## [What to do]
Please echo the records word for word, from the line with "Reviewer note: check that each instance of the black" up to and including the last line of the records. Leave the pictures out of your answer.
>> START
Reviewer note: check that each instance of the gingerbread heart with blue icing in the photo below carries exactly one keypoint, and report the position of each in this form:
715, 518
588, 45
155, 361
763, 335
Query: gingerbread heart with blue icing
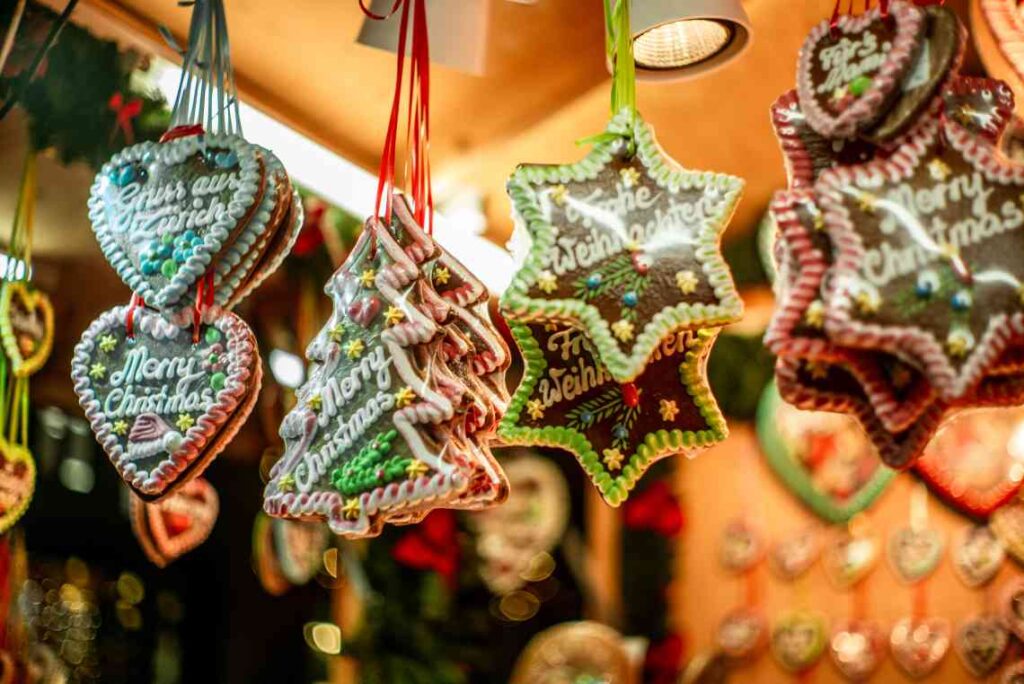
162, 403
164, 213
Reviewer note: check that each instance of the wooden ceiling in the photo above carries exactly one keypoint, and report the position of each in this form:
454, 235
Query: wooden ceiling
546, 86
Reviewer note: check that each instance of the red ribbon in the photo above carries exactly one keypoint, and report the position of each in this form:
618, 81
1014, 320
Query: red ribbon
431, 546
124, 113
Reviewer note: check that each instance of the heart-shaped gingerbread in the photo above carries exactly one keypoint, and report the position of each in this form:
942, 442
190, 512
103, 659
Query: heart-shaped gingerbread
177, 523
741, 633
980, 643
977, 556
164, 212
918, 646
971, 463
848, 73
161, 405
914, 553
17, 482
26, 327
798, 640
847, 558
856, 648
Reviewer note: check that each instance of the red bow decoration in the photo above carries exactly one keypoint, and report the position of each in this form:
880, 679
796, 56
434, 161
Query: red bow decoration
655, 509
125, 112
664, 660
431, 546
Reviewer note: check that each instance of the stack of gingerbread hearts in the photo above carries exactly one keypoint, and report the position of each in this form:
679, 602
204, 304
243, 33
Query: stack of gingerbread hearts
192, 224
621, 293
898, 298
406, 388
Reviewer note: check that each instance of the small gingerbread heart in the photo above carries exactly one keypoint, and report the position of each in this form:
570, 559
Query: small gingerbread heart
856, 648
980, 643
919, 645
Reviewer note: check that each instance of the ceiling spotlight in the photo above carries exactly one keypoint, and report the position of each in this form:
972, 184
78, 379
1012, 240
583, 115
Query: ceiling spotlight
678, 39
458, 32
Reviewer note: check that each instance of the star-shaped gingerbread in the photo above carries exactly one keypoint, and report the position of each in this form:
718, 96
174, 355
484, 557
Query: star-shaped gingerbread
616, 242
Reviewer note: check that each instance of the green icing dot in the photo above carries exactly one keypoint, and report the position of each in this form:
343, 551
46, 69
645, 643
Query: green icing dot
859, 85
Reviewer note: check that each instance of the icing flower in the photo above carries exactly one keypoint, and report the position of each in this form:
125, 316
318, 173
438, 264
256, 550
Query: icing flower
403, 397
960, 341
815, 314
686, 281
630, 176
612, 459
928, 284
393, 315
535, 409
938, 169
623, 330
546, 282
417, 468
669, 410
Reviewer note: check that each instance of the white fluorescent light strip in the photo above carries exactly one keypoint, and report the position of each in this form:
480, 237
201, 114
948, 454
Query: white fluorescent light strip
348, 186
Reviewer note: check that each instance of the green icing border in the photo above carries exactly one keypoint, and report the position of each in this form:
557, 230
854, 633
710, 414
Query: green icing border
667, 174
797, 480
615, 488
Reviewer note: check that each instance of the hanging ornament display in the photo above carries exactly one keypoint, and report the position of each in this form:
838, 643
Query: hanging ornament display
531, 522
977, 556
407, 384
175, 524
621, 293
893, 309
192, 224
822, 458
976, 462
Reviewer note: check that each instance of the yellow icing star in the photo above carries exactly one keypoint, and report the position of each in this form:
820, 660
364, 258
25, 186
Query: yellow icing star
535, 409
815, 314
559, 194
686, 281
393, 315
938, 169
612, 459
351, 509
546, 282
354, 348
416, 468
368, 278
403, 397
630, 176
623, 330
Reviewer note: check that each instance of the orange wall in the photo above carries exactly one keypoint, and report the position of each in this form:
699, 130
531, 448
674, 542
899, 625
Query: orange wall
713, 487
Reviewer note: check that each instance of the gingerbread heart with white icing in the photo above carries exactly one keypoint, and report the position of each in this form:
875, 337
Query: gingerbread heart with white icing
162, 405
163, 213
26, 327
980, 643
175, 524
17, 483
848, 73
918, 646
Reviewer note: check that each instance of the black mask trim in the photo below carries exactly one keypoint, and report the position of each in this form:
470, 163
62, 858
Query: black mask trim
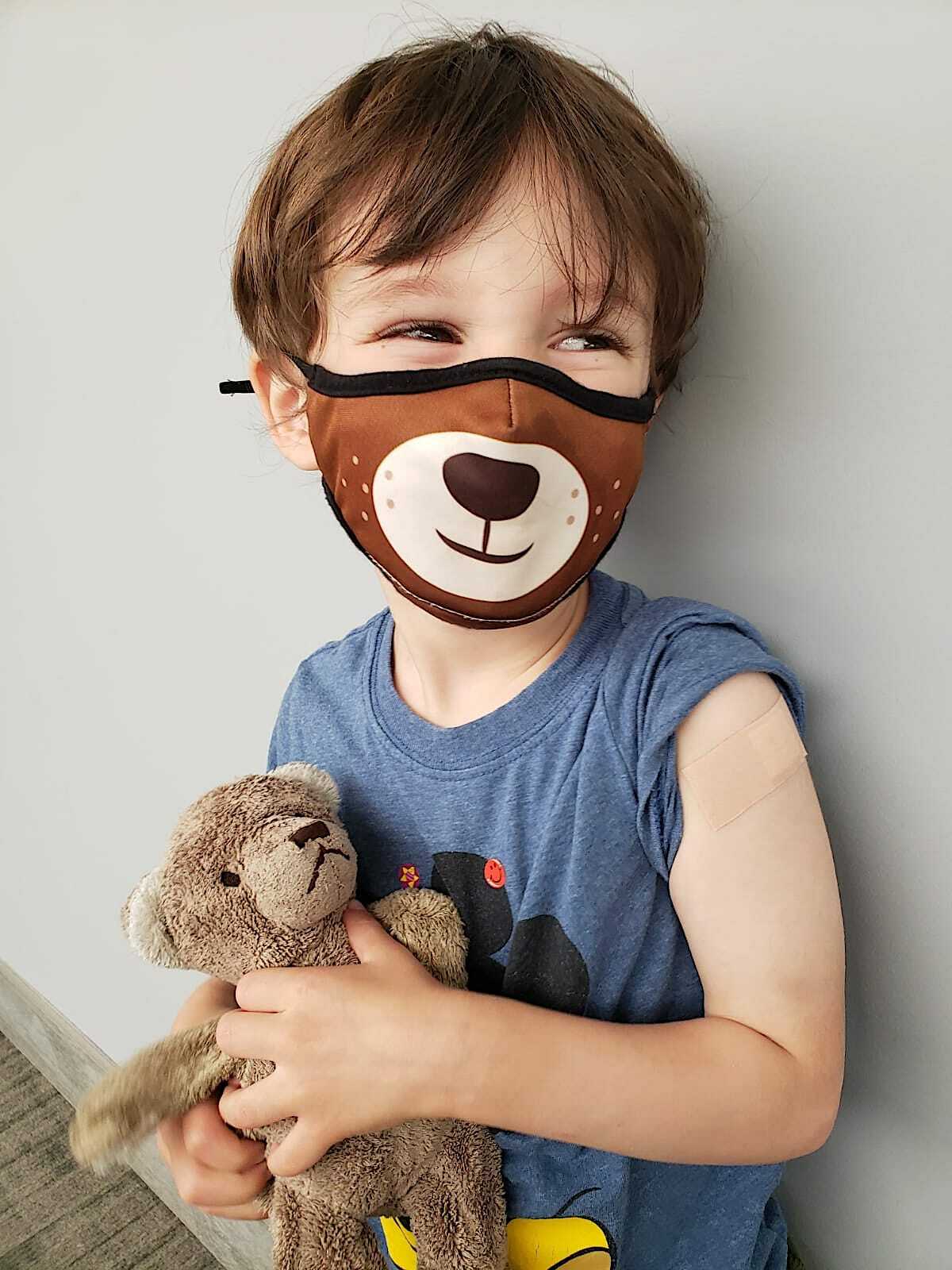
608, 406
>> END
## [Finished answer]
Reviewer note: check that each instance of the black mask trim in the photo below carries exactly one keypoint, and report the position of each in this form:
470, 163
62, 858
Query: black mask trim
608, 406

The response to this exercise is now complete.